▶ WORK TO BE COMPLETED
Could you repeat the data word for word while skipping the pictures?

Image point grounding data
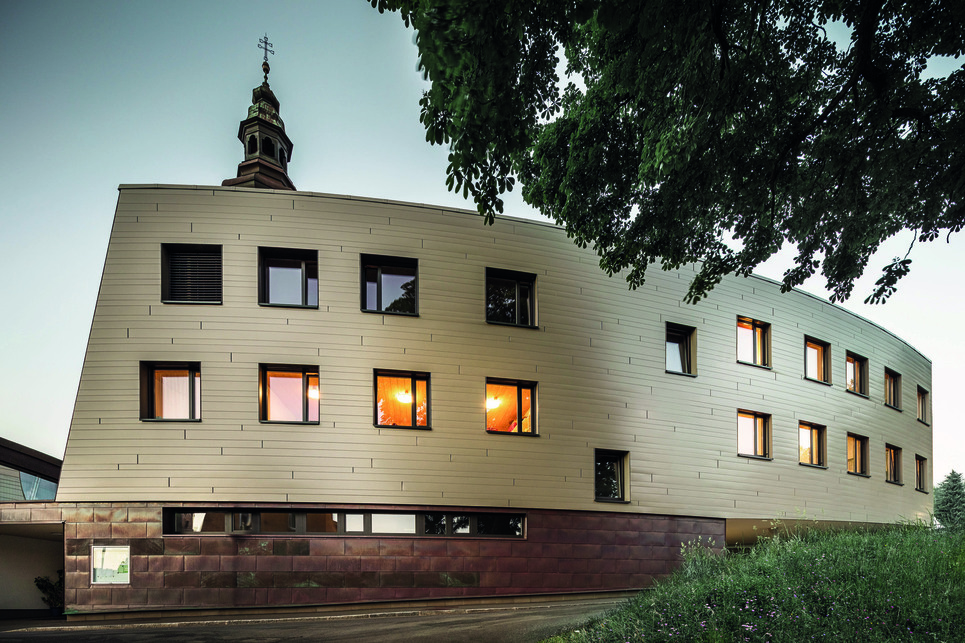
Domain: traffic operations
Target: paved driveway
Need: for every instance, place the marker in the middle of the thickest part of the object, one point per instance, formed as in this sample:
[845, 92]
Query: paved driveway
[515, 624]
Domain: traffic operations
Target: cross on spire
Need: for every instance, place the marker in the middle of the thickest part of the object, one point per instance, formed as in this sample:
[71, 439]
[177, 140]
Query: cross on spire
[264, 44]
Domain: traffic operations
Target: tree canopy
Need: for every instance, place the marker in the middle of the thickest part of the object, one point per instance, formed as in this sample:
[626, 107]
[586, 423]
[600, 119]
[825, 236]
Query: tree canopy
[704, 131]
[950, 501]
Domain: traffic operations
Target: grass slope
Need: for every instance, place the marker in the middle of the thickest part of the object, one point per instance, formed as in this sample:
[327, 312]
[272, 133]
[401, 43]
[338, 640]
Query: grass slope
[906, 583]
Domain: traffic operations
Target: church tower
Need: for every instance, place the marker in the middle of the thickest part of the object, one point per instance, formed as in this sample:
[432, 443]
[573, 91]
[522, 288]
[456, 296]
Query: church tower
[268, 149]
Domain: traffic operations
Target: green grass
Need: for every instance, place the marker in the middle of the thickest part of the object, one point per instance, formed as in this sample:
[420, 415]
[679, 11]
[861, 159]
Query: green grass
[906, 583]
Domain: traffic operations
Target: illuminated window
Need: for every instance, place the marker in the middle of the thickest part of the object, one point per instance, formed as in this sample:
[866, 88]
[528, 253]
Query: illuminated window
[857, 454]
[753, 342]
[753, 434]
[510, 406]
[817, 360]
[190, 274]
[390, 285]
[401, 399]
[892, 389]
[892, 464]
[288, 277]
[289, 394]
[510, 297]
[170, 391]
[681, 349]
[609, 475]
[856, 373]
[811, 444]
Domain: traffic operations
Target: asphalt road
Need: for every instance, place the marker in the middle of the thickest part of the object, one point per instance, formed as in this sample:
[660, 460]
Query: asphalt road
[520, 624]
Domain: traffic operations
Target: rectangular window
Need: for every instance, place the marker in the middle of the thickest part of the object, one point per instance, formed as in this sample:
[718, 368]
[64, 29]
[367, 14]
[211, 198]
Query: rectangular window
[390, 285]
[817, 360]
[510, 406]
[510, 297]
[288, 277]
[753, 434]
[892, 464]
[110, 565]
[681, 349]
[857, 454]
[289, 394]
[609, 475]
[171, 391]
[401, 399]
[753, 341]
[856, 373]
[811, 444]
[892, 389]
[190, 273]
[923, 411]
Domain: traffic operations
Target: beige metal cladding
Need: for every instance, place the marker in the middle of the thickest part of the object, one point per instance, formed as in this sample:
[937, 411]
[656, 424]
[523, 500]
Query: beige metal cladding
[598, 358]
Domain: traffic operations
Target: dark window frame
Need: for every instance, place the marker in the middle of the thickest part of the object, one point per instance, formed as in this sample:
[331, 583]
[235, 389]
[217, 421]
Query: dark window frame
[859, 366]
[762, 443]
[893, 464]
[148, 410]
[415, 377]
[379, 263]
[520, 279]
[685, 337]
[520, 385]
[275, 257]
[818, 454]
[619, 460]
[189, 274]
[824, 360]
[480, 524]
[921, 473]
[306, 371]
[761, 350]
[924, 412]
[861, 454]
[892, 389]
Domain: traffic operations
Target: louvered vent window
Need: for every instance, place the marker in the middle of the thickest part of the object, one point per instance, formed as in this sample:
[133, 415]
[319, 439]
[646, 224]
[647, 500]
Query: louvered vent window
[190, 274]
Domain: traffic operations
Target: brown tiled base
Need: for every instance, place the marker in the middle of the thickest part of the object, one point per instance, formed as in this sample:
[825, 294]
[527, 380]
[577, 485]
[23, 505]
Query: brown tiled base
[564, 551]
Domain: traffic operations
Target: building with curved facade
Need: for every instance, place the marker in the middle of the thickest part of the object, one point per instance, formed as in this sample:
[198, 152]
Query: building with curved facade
[292, 398]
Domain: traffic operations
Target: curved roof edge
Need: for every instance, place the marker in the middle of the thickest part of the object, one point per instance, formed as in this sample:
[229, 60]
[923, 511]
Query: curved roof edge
[349, 197]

▶ EXPECTED OUTPUT
Domain: traffic operations
Target: paved driveway
Need: for every instance, place the marker in the middle of the thickest part of the object, one point per instance, formed as in this sample:
[845, 92]
Query: paved driveway
[515, 624]
Domain: traffic operations
Target: cross on spire
Need: for every instance, place the marker in the middle of the thickest part of the object, one point per instance, formed as in this sample:
[71, 439]
[177, 140]
Query: cross on spire
[264, 44]
Domain: traffic operations
Target: tree canopy
Need: for every instance, place the marker in the middle of the thickest part of the object, one point per instance, formed as in this sample:
[626, 107]
[586, 423]
[600, 119]
[825, 236]
Query: tree canopy
[704, 131]
[950, 501]
Domain: traffic operations
Target: grass slope
Need: for every instance, place the marker in the middle of the thickest part of the object, one point per instance, formed as in this sample:
[327, 312]
[272, 133]
[401, 43]
[338, 640]
Query: grass slope
[906, 583]
Domain: traffic operations
Target: church tower
Need: for every instance, place the marker in the middle of the thickest part of the object, one point per instance, formed as in this sample:
[432, 443]
[573, 91]
[522, 288]
[456, 296]
Query: church tower
[268, 149]
Domain: traffic operations
Target: green grass
Need: for every instance, place the marker in the middle of the thickest part of the object, one point per instance, formed as in this sample:
[420, 415]
[679, 11]
[861, 159]
Query: green grass
[906, 583]
Domain: traffic operations
Target: illuminated window
Need: for every instance, place the marker in the middle of the thickest part of the object, one point per instance, formed as in this sample:
[866, 88]
[528, 253]
Query: illuminated window
[857, 454]
[753, 342]
[753, 434]
[510, 406]
[817, 360]
[190, 274]
[390, 285]
[401, 399]
[892, 389]
[892, 464]
[288, 277]
[289, 394]
[510, 297]
[170, 391]
[681, 349]
[609, 475]
[856, 373]
[811, 444]
Domain: traffic operations
Target: asphalt road
Need: for every instance, place the marker in the middle of the thickest part of the object, one point per instance, formed as in this sample:
[660, 460]
Query: asphalt road
[520, 624]
Domain: traffic operations
Target: rectangular window
Need: for every instance, place the marker in the middle of the thickest part of the object, one point per instance, formed as in this sample:
[718, 368]
[64, 29]
[367, 14]
[211, 198]
Query: rectangular window
[390, 285]
[817, 360]
[510, 406]
[510, 297]
[288, 277]
[753, 434]
[892, 464]
[110, 565]
[681, 349]
[857, 454]
[289, 394]
[609, 475]
[171, 391]
[401, 399]
[753, 341]
[856, 373]
[811, 444]
[892, 389]
[190, 273]
[923, 411]
Domain: traffic operations
Target: beige metal cladding
Need: for every instance, place the marker in the middle of the thickest part of the object, one point per instance, formed as in this sample:
[937, 411]
[656, 424]
[523, 500]
Query: beige metal cladding
[598, 358]
Domain: traffic operations
Target: dark window frame
Need: for every instance, place the marker in the middle of the thickest part of the object, one point per instance, formed as in this sample:
[331, 583]
[235, 389]
[217, 421]
Query: dark window frame
[859, 366]
[762, 443]
[893, 464]
[148, 410]
[415, 377]
[379, 263]
[520, 279]
[685, 337]
[520, 385]
[275, 257]
[818, 454]
[619, 460]
[189, 274]
[824, 360]
[480, 524]
[921, 473]
[306, 371]
[761, 350]
[924, 412]
[861, 454]
[892, 389]
Domain: traffic operations
Target: louvered vent window
Need: for every instance, place the marker in the middle of the thickest part of the object, one point per instance, formed as in this sample:
[133, 415]
[319, 439]
[646, 224]
[647, 500]
Query: louvered vent window
[190, 274]
Domain: traffic operations
Target: brown tiled base
Need: for every instance, place the marker in the middle of the thickest part of the object, one point per instance, formed as in this sample:
[825, 294]
[527, 380]
[577, 485]
[23, 505]
Query: brown tiled base
[564, 551]
Domain: traffic operations
Target: building with curved facade
Need: for every instance, place the marker in the middle of the thickest part of the object, one point per instance, formed as in this sample:
[198, 152]
Query: building with curved facade
[292, 398]
Domain: traffic operations
Target: curved roof edge
Need: for every instance, place the marker in the middle of the thickest part of the object, one point per instance, formed as in this sample:
[229, 60]
[923, 511]
Query: curved roof edge
[349, 197]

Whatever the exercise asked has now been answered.